◆ Texto para análise ◆
-----
A partir da zeína extraída com a nova técnica, o pesquisador produziu alguns
biomateriais 100% biodegradáveis, comestíveis, compostáveis e recicláveis, como
saboneteira e canudos. Pelo fato da proteína do milho também poder ser
utilizada como filme para revestir alimentos e evitar a invasão de bactérias,
aumentando o tempo de prateleira dos produtos, o docente aproveitou a
matéria-prima obtida para revestir um queijo e ilustrar sua aplicação. No
Brasil, não há bioplásticos fabricados com zeína devido à baixa eficiência dos
atuais processos de extração da proteína, o que pode ser ainda mais lamentado
tendo em vista que o país é o quarto maior produtor de grãos de milho do mundo,
segundo o Instituto Brasileiro de Geografia e Estatística (IBGE).
Os bioplásticos vendidos atualmente usam como matéria-prima
o amido de milho ou o da mandioca, compostos menos resistentes à umidade que a
Zeína, que acaba sendo mais durável. Já com relação aos filmes para o
revestimento de alimentos, hoje em dia eles geralmente são feitos a partir de
pectina ou quitosana, substâncias que possuem menor resistência mecânica que a
zeína quando estão em ambientes com alta umidade. Inicialmente, a ideia do
pesquisador do IQSC é utilizar a proteína do milho para revestir doces e
produzir canudos comestíveis. Por se tratar de um produto altamente proteico e
seguro, a zeína pode ser consumida sem nenhum problema.
Uma fábrica piloto já está sendo montada em Criciúma (SC) para incorporar a
nova técnica de extração da zeína dos resíduos dos grãos de milho a fim de
desenvolver e patentear novos processos e produtos com o uso da proteína. A
expectativa é de que ainda este ano a indústria produza toneladas do composto
por dia. Segundo o professor Sérgio, se o valor da zeína se mantiver por volta
de R$ 40,00/kg e a saca dos grãos de milho não ultrapassar os R$ 90,00/saca, as
usinas de álcool de milho poderão inovar com a tecnologia e ter um lucro de
pelo menos três vezes na comercialização de zeína, além, claro, de se tornarem
empresas muito mais sustentáveis e renováveis. Na ponta final dessa cadeia
produtiva estão os consumidores, que, por sua vez, terão uma nova opção para
comprar produtos que não agridam o meio ambiente, como os bioplásticos que
serão produzidos a partir da matéria-prima obtida dos grãos do milho.
-----
◆ Trechos de dados ◆
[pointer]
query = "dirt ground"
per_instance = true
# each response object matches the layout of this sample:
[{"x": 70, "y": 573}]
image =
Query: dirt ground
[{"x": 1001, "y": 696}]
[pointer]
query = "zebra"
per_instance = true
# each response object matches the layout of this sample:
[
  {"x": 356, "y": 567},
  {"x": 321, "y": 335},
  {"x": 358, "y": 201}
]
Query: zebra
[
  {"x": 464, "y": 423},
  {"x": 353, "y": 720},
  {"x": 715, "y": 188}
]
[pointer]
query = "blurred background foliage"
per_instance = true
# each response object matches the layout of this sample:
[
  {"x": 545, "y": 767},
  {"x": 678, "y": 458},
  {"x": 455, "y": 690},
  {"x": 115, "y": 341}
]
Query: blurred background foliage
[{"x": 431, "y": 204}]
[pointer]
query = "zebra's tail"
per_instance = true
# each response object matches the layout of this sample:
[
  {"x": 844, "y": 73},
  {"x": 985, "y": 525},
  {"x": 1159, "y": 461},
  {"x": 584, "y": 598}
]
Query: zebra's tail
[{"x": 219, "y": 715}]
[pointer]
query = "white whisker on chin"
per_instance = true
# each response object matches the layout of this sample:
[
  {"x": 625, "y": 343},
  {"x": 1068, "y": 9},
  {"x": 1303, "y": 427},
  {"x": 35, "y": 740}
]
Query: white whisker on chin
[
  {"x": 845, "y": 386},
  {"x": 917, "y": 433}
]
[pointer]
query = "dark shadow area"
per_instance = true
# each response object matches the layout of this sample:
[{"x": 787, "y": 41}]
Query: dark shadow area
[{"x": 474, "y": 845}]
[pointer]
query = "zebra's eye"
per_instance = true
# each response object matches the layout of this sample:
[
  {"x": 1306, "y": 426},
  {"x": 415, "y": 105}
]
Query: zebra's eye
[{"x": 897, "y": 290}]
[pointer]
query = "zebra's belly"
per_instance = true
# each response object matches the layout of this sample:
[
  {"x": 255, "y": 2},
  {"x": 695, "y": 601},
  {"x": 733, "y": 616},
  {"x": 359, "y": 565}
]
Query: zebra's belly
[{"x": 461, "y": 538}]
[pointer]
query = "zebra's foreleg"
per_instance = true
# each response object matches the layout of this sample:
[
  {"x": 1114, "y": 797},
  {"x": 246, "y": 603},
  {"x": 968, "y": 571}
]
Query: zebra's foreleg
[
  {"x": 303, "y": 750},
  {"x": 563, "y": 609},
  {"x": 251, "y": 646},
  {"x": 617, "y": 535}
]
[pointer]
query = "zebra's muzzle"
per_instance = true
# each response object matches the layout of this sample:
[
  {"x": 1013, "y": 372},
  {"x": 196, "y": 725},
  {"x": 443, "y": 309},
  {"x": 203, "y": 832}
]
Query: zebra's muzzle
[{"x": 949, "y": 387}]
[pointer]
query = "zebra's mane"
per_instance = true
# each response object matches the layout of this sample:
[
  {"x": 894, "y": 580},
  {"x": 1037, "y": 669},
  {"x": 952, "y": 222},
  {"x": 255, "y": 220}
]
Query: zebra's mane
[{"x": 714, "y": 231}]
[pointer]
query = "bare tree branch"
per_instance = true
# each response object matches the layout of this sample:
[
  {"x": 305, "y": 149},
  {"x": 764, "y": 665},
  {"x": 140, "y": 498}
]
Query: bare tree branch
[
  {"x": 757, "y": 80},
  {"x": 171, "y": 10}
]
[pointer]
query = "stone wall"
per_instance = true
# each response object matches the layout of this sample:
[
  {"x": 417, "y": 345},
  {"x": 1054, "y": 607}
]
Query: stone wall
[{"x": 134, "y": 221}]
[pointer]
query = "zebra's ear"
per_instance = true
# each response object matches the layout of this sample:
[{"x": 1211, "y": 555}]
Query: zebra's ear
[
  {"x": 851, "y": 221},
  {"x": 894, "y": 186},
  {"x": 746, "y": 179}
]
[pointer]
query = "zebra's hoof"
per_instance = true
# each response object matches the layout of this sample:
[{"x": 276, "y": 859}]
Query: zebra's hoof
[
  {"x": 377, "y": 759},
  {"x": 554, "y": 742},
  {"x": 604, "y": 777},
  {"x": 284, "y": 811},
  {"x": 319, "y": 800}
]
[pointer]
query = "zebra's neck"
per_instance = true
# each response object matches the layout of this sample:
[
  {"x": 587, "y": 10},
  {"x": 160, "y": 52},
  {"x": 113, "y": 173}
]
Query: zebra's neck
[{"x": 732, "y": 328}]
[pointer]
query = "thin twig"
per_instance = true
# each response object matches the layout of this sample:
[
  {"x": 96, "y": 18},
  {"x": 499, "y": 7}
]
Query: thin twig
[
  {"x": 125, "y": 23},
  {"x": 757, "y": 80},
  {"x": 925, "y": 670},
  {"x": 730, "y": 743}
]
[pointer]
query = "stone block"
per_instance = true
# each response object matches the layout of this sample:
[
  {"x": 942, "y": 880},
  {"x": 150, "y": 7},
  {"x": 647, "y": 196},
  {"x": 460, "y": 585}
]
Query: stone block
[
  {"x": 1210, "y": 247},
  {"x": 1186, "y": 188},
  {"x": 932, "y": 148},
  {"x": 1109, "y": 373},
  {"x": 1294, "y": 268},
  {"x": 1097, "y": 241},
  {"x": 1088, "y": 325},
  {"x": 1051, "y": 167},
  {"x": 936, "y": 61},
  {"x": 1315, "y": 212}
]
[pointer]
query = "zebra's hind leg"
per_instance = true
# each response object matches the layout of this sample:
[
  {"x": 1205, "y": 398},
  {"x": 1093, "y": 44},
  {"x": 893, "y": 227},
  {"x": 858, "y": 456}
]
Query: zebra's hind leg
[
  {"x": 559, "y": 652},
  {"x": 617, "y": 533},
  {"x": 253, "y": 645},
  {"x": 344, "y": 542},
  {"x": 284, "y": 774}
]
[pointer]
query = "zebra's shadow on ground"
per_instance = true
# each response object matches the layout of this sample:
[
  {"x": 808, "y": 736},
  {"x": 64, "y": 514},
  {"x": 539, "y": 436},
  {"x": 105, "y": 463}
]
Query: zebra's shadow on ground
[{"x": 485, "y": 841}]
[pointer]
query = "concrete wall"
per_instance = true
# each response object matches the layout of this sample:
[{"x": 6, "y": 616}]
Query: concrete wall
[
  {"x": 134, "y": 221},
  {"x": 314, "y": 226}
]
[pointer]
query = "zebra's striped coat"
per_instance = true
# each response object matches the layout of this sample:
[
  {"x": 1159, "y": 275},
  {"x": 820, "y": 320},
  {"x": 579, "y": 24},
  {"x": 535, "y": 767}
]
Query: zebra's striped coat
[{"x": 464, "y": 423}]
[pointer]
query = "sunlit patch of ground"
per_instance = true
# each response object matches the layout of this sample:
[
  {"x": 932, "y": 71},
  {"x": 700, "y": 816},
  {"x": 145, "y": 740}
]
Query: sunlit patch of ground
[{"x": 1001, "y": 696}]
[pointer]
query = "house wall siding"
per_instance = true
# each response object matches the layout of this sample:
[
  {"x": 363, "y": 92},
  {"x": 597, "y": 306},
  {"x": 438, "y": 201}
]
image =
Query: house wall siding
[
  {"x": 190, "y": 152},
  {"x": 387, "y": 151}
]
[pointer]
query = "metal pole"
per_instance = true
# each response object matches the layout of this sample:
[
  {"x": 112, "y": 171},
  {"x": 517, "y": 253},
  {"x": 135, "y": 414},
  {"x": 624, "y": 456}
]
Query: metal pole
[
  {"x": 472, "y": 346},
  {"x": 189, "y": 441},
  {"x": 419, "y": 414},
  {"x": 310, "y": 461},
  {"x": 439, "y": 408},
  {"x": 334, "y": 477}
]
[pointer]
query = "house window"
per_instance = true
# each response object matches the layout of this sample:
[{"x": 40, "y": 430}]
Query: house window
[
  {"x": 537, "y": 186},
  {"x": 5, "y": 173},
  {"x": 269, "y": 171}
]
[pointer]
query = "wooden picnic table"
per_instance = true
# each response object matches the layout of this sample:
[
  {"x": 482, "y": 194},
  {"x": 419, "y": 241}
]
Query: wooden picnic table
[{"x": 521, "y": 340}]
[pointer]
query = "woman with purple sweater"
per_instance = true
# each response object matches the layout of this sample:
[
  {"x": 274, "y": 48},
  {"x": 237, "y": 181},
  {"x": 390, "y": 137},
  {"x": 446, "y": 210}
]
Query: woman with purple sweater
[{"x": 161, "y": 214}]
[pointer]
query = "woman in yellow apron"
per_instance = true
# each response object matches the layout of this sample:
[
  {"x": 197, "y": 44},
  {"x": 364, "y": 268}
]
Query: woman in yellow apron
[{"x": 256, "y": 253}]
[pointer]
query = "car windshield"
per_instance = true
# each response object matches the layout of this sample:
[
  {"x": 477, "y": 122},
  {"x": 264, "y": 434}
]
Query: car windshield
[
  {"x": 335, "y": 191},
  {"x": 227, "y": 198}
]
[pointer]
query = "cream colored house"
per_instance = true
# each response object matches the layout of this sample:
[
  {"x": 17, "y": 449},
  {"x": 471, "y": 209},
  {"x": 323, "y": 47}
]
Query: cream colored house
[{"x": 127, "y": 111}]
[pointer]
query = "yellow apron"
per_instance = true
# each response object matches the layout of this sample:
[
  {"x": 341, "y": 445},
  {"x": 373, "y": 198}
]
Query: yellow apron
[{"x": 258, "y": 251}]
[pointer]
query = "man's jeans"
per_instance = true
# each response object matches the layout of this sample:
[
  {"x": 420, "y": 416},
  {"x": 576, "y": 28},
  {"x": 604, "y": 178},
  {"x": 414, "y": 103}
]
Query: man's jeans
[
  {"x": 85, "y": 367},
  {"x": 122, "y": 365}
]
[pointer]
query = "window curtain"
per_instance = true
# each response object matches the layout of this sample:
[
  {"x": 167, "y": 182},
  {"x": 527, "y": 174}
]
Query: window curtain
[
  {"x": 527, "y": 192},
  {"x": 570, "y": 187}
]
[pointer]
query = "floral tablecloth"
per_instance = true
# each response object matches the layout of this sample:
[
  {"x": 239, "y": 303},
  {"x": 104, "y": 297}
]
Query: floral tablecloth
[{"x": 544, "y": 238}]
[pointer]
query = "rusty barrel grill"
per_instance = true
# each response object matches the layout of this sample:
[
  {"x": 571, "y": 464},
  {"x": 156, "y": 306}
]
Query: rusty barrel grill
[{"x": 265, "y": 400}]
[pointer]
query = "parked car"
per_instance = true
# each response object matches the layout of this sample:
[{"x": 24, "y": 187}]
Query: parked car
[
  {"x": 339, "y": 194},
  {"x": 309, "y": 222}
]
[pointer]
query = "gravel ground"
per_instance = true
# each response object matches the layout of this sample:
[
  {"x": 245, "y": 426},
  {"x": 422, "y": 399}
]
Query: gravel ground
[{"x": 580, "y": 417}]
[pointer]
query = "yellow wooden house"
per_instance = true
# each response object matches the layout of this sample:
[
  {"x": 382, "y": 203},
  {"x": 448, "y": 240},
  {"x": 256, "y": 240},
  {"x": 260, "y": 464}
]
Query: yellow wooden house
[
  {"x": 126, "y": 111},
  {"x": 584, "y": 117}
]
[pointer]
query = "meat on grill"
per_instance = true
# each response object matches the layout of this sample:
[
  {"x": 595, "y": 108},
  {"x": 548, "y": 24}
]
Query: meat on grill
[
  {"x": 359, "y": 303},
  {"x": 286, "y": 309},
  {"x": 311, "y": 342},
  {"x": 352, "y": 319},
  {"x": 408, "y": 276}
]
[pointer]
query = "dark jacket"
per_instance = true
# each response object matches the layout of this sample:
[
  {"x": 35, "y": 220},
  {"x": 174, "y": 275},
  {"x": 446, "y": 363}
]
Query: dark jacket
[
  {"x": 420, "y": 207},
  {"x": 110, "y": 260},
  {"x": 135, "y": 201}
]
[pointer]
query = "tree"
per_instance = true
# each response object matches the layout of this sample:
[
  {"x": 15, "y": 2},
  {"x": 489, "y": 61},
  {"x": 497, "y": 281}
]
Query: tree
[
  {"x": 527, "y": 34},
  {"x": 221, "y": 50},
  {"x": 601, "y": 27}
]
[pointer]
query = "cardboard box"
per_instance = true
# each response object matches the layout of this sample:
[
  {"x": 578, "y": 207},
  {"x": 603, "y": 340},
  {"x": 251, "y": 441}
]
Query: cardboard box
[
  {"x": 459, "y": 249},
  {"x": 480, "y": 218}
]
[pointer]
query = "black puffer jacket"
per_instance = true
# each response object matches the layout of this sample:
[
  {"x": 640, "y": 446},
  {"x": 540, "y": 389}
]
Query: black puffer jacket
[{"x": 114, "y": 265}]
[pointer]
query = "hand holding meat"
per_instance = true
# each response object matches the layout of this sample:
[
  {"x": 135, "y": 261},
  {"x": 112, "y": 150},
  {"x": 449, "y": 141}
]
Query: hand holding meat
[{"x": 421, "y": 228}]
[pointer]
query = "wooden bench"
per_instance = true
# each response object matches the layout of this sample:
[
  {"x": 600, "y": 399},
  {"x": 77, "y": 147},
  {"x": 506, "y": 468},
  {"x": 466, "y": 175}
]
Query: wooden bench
-----
◆ Conjunto de tarefas ◆
1. De acordo com o texto para análise, que posição o Brasil ocupa entre os produtores de grãos de milho do mundo?
2. Reescreva o trecho do texto para análise começando em "A partir da zeína" e indo até "e Estatística (IBGE).", trocando "queijo" por "pão".
As linhas não têm nenhum papel aqui.

◆ Respostas dos exercícios ◆
1. O Brasil é o quarto maior produtor de grãos de milho do mundo.

2.
A partir da zeína extraída com a nova técnica, o pesquisador produziu alguns
biomateriais 100% biodegradáveis, comestíveis, compostáveis e recicláveis, como
saboneteira e canudos. Pelo fato da proteína do milho também poder ser
utilizada como filme para revestir alimentos e evitar a invasão de bactérias,
aumentando o tempo de prateleira dos produtos, o docente aproveitou a
matéria-prima obtida para revestir um pão e ilustrar sua aplicação. No
Brasil, não há bioplásticos fabricados com zeína devido à baixa eficiência dos
atuais processos de extração da proteína, o que pode ser ainda mais lamentado
tendo em vista que o país é o quarto maior produtor de grãos de milho do mundo,
segundo o Instituto Brasileiro de Geografia e Estatística (IBGE).